[Data excerpts]
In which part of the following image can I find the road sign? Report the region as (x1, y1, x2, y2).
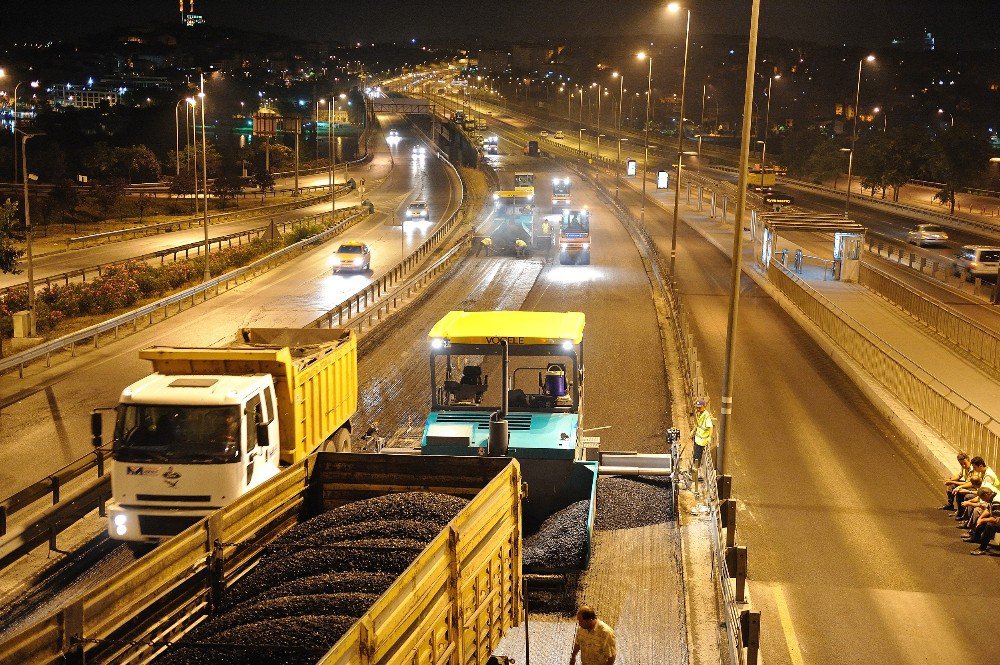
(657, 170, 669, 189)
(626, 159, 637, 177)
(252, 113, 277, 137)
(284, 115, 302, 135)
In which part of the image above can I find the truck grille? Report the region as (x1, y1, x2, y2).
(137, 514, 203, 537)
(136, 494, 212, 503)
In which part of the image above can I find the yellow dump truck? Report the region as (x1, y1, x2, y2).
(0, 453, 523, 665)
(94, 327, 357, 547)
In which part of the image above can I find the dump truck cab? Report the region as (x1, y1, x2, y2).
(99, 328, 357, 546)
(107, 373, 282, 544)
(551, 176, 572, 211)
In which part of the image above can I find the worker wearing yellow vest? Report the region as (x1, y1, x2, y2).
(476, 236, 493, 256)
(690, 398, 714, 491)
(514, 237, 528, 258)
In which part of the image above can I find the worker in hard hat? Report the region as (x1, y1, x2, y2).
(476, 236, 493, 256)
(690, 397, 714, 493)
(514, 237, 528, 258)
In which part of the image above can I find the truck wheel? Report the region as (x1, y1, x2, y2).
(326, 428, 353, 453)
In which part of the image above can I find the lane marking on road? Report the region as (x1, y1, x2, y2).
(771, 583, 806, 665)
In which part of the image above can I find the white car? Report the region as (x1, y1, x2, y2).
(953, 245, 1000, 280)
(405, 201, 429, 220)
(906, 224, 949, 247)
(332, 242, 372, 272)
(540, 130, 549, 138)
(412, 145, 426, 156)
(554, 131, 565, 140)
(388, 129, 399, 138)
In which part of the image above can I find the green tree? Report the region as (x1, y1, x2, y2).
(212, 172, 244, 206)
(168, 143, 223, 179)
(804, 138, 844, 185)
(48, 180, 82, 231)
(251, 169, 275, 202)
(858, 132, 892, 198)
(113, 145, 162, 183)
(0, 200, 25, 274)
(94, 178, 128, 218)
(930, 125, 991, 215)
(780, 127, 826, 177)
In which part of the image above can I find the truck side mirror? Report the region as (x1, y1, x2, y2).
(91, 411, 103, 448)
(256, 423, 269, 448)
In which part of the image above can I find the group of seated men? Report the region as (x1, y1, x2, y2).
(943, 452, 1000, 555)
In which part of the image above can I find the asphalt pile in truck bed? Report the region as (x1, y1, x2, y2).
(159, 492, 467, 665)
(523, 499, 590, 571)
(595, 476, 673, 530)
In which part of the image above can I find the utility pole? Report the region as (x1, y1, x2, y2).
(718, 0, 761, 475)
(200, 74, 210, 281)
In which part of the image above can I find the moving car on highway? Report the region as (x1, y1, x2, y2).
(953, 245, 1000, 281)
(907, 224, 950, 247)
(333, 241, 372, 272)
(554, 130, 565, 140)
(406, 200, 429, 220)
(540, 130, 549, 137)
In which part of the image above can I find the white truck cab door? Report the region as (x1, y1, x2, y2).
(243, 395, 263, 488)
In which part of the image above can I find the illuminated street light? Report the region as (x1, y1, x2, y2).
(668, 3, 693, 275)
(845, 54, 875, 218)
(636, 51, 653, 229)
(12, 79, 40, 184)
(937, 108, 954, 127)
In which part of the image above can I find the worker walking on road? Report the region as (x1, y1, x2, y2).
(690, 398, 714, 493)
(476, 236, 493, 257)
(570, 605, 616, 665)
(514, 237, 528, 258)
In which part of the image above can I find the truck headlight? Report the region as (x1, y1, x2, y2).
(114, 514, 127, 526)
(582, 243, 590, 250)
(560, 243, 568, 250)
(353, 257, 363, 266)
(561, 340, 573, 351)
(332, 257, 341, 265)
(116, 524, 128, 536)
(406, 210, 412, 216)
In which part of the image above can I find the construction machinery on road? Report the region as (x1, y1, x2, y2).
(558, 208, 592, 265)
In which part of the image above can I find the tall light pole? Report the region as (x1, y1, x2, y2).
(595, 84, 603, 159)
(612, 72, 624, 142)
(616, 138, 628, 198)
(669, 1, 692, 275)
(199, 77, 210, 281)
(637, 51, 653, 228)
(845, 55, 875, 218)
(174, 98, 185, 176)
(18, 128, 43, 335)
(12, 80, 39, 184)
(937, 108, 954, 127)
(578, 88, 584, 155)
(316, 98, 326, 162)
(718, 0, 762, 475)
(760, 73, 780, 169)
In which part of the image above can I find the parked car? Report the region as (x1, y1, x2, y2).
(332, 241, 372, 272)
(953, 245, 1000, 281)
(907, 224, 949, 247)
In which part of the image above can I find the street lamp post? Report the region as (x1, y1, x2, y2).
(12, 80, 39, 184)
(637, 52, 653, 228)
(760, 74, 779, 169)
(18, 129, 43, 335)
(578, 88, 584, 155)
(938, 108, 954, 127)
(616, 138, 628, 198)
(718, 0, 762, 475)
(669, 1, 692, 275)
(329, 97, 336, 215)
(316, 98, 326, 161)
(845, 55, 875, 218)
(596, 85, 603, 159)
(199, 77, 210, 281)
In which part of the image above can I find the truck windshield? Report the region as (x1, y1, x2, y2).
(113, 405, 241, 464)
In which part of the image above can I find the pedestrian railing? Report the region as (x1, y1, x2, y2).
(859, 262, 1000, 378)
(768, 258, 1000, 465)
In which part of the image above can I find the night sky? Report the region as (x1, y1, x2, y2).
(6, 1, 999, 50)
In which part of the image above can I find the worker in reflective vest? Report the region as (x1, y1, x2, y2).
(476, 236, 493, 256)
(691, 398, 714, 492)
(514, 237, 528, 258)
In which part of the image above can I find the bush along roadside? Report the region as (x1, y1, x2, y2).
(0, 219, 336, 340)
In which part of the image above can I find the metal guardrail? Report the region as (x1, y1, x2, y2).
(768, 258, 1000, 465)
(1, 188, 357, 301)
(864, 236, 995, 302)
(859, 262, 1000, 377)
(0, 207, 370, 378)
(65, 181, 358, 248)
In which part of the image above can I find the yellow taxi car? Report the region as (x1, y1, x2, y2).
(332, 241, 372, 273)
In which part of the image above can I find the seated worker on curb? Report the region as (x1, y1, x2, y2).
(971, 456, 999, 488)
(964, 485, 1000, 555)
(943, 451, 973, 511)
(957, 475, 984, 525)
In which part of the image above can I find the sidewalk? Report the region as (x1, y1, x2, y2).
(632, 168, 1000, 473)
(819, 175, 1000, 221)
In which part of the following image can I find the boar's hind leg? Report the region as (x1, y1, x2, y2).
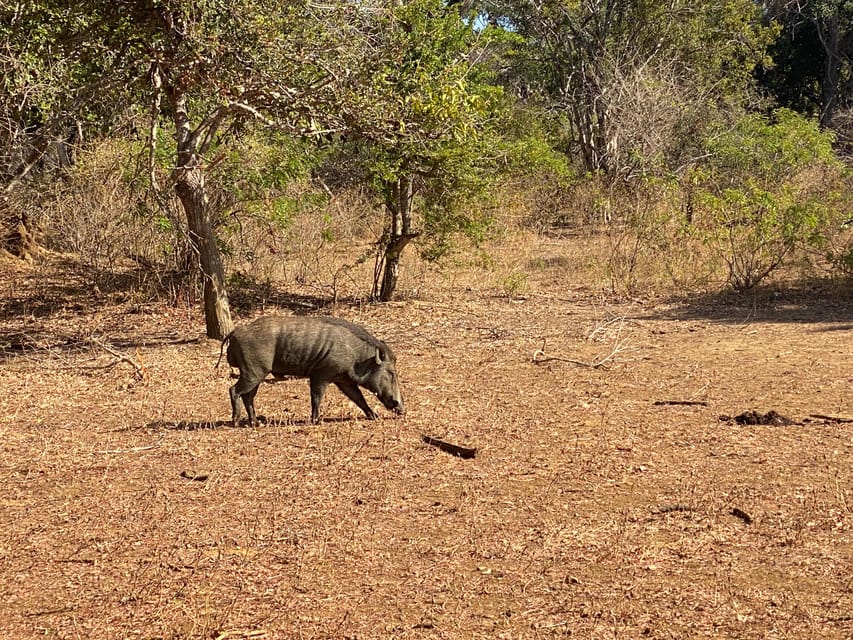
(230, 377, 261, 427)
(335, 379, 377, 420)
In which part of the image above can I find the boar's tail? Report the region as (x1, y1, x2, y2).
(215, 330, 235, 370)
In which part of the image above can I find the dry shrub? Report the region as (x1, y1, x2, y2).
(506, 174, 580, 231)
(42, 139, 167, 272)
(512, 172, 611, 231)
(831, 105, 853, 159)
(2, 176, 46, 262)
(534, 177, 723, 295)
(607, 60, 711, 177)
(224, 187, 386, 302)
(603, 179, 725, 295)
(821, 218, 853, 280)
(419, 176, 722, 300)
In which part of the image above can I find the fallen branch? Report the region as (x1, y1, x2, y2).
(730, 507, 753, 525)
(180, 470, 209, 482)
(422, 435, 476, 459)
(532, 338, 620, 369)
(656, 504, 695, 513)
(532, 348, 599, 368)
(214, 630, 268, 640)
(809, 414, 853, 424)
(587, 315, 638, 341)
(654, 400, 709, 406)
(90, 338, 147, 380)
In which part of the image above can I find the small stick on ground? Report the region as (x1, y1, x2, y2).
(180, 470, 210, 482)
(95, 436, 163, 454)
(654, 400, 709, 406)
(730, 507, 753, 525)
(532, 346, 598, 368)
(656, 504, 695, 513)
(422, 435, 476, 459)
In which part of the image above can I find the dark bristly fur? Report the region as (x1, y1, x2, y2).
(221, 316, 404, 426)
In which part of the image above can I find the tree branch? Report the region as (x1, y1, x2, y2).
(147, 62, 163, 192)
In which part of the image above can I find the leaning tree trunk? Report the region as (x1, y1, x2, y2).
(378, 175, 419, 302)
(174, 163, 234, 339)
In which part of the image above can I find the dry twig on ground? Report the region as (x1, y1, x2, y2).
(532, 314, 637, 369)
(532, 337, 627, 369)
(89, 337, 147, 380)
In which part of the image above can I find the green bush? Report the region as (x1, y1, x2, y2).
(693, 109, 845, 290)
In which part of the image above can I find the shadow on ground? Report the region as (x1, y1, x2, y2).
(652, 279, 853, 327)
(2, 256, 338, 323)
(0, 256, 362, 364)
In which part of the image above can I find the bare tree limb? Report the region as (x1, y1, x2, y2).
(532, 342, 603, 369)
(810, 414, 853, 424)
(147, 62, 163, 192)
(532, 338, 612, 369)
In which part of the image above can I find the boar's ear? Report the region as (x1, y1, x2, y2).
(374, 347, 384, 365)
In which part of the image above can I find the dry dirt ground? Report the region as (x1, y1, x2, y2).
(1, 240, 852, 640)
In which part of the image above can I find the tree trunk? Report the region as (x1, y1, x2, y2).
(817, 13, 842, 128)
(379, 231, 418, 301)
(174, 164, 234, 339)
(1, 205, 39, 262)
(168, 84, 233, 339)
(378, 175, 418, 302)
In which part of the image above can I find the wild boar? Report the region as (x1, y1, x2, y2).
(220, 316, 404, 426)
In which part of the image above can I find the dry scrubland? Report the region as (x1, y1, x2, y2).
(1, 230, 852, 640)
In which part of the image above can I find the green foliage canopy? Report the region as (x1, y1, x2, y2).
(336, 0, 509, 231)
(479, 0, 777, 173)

...

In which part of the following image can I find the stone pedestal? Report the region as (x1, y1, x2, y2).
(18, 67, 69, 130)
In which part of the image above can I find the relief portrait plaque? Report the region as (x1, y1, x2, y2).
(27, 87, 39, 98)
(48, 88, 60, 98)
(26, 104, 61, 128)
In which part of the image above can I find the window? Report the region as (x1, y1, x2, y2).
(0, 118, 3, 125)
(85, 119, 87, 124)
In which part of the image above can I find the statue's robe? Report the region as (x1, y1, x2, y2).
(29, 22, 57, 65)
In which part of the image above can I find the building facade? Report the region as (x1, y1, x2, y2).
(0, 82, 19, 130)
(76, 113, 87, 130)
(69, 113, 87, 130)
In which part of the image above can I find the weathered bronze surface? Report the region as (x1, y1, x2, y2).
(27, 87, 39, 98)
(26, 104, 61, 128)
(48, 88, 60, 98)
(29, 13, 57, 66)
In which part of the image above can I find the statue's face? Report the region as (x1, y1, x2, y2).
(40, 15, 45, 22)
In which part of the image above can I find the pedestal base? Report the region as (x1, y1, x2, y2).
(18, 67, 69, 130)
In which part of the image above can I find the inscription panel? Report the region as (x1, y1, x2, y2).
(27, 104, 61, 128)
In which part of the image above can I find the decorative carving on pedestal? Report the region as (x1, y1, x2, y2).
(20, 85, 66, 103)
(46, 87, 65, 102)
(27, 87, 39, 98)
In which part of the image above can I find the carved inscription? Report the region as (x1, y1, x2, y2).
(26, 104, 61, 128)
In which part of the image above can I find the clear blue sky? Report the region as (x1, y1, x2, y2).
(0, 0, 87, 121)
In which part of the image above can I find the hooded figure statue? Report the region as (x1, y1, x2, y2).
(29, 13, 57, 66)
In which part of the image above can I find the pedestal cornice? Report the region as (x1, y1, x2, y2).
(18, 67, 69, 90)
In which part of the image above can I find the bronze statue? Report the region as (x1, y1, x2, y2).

**Problem requirements**
Starting with the line above that holds "the pedestal base?" and stopping with the line that holds "find the bronze", reproduce each line exactly, omitting all other lines.

**Result of the exercise**
In which part of the image above can I find the pedestal base? Report the region as (x1, y1, x2, y2).
(18, 67, 69, 130)
In which part of the image above can I find the inscription panel? Report the region as (x1, y1, x2, y2).
(27, 104, 61, 128)
In which part of the image above can I find the decorative carving on pedestal? Report the region as (x1, y1, x2, y2).
(20, 85, 66, 103)
(46, 87, 65, 102)
(27, 87, 39, 98)
In which part of the image above can I find the carved inscription? Report the region as (x1, y1, x2, y2).
(26, 104, 61, 128)
In which part of the image above can I find the clear blue sky? Report the region as (x1, y1, x2, y2).
(0, 0, 87, 121)
In which part of the image above can I find the hooded figure statue? Report the region as (x1, y1, x2, y2).
(29, 13, 57, 66)
In which part of the image above can I find the pedestal cornice? Report the region as (x1, y1, x2, y2).
(18, 67, 69, 90)
In which part of the image above can I find the bronze statue? Report the region as (x1, y1, x2, y2).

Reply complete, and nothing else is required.